---------- Source data ----------

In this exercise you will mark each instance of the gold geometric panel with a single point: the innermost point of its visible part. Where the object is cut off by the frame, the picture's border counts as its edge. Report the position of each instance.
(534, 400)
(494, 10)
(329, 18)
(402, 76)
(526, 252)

----------

Task statement:
All records above are to be returned exactly as given.

Response box:
In this exercise you will mark each instance of the gold geometric panel with a single point: the innermost point of its visible part. Where the object is cut off by the frame, the picture's border counts as its edge. Report the position of each instance.
(534, 400)
(494, 10)
(329, 18)
(402, 76)
(526, 252)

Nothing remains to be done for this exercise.